● **Work instruction**: Copy every line below precisely, leaving nothing out.

───── Data for review ─────

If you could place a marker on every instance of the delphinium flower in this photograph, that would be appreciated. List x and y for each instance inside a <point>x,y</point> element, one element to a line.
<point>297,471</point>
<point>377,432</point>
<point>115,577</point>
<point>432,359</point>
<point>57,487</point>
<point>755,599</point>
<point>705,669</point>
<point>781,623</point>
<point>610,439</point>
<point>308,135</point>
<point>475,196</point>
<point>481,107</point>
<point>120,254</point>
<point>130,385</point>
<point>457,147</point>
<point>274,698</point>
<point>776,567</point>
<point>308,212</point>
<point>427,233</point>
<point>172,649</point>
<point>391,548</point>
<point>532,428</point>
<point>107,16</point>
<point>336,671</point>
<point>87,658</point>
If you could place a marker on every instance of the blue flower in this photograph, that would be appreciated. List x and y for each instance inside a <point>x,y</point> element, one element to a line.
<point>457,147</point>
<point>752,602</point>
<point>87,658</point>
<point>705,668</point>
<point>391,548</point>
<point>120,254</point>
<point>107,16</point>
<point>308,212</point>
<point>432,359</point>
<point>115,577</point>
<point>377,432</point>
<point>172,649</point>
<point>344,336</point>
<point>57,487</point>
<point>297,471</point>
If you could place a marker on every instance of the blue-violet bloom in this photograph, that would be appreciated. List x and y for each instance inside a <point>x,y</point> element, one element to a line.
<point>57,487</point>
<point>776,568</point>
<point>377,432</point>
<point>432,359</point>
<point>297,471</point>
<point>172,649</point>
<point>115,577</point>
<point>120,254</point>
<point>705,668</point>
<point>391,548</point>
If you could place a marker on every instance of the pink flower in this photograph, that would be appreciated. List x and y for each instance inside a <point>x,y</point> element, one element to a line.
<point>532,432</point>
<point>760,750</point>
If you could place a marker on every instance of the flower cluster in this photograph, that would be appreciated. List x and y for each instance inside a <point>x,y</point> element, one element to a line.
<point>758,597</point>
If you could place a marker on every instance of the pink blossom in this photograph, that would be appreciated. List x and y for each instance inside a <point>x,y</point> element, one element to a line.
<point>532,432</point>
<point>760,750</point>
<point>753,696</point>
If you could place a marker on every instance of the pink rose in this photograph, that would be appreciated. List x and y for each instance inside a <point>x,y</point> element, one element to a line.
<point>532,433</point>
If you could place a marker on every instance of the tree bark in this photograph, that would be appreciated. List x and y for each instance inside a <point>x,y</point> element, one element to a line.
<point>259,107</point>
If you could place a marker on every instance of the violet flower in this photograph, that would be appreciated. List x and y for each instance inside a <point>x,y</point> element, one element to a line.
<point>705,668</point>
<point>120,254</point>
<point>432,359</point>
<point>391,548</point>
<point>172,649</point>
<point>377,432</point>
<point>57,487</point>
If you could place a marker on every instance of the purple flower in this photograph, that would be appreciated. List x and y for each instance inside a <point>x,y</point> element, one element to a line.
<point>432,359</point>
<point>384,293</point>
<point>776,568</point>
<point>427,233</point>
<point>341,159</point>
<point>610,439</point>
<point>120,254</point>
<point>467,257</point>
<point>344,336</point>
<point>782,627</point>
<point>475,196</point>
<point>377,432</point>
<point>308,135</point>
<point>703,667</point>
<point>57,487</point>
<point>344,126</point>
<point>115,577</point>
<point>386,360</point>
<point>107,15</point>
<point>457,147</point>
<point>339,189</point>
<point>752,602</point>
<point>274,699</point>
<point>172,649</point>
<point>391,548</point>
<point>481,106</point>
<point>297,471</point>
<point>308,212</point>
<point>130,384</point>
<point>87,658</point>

─────

● **Output**:
If you could place a marker on every instance of the delphinium flower in this photograph, that would be appreciated. List x and y for each instance inside a <point>x,y</point> element, one element to a line.
<point>297,471</point>
<point>377,432</point>
<point>115,577</point>
<point>432,359</point>
<point>57,487</point>
<point>755,599</point>
<point>705,669</point>
<point>781,623</point>
<point>610,439</point>
<point>308,135</point>
<point>475,196</point>
<point>481,107</point>
<point>120,254</point>
<point>130,385</point>
<point>457,147</point>
<point>274,698</point>
<point>776,567</point>
<point>308,212</point>
<point>427,233</point>
<point>172,649</point>
<point>391,548</point>
<point>532,428</point>
<point>107,16</point>
<point>336,671</point>
<point>87,658</point>
If you could place a marker on every instance of the blue flower in this photograph, that would be appreciated. List x and y for each instance inside a <point>x,y</point> element, one element to a line.
<point>457,147</point>
<point>752,602</point>
<point>87,658</point>
<point>705,668</point>
<point>391,548</point>
<point>120,254</point>
<point>107,16</point>
<point>308,212</point>
<point>432,359</point>
<point>115,577</point>
<point>377,432</point>
<point>172,649</point>
<point>344,336</point>
<point>57,487</point>
<point>297,471</point>
If you could place a marker on every instance of the blue-violet bloom in this photograph, that would be appreciated. List x and y for each instance inside a <point>x,y</point> element, one element to a line.
<point>57,487</point>
<point>776,568</point>
<point>377,432</point>
<point>432,359</point>
<point>297,471</point>
<point>172,649</point>
<point>115,577</point>
<point>120,254</point>
<point>705,668</point>
<point>391,548</point>
If you could place a marker on every instance of the pink flower in this photograph, that would be appreciated. List x and y for each instance inside a <point>x,y</point> element, one element to a line.
<point>532,432</point>
<point>760,750</point>
If you could place a marker on every instance of the flower cluster in this photograph, that would be appreciated. List x and y for each instance inside a <point>x,y</point> element, one element to a line.
<point>758,597</point>
If you could place a marker on every instance of the pink blossom in this photograph, that would be appreciated. List x and y for each instance inside a <point>x,y</point> element, one element to a line.
<point>532,432</point>
<point>760,750</point>
<point>753,696</point>
If you could place a marker on every instance of the pink rose in this photograph, that would be appreciated. List x and y for each instance inside a <point>x,y</point> element, one element to a line.
<point>532,433</point>
If you could place a marker on every instance of the tree bark in this photograph, that would be appreciated. List x and y for each instance inside a <point>x,y</point> element, one element to a line.
<point>259,107</point>
If you could place a marker on every instance of the violet flower in this photograph, that would be appreciated. List x and y for each instance inside a <point>x,y</point> element, one element to a line.
<point>705,668</point>
<point>120,254</point>
<point>432,359</point>
<point>391,548</point>
<point>172,649</point>
<point>377,432</point>
<point>57,487</point>
If you could place a marker on every instance of the purple flower in this photograph, that would be appreciated. List x and y for each instance inside a <point>x,y</point> element, one element to a line.
<point>432,359</point>
<point>384,293</point>
<point>776,568</point>
<point>427,233</point>
<point>341,159</point>
<point>610,439</point>
<point>120,254</point>
<point>467,257</point>
<point>344,336</point>
<point>782,627</point>
<point>475,196</point>
<point>377,432</point>
<point>308,135</point>
<point>703,667</point>
<point>57,487</point>
<point>344,126</point>
<point>115,577</point>
<point>386,360</point>
<point>107,15</point>
<point>457,147</point>
<point>339,189</point>
<point>752,602</point>
<point>274,699</point>
<point>172,649</point>
<point>391,548</point>
<point>481,106</point>
<point>297,471</point>
<point>308,212</point>
<point>130,384</point>
<point>87,658</point>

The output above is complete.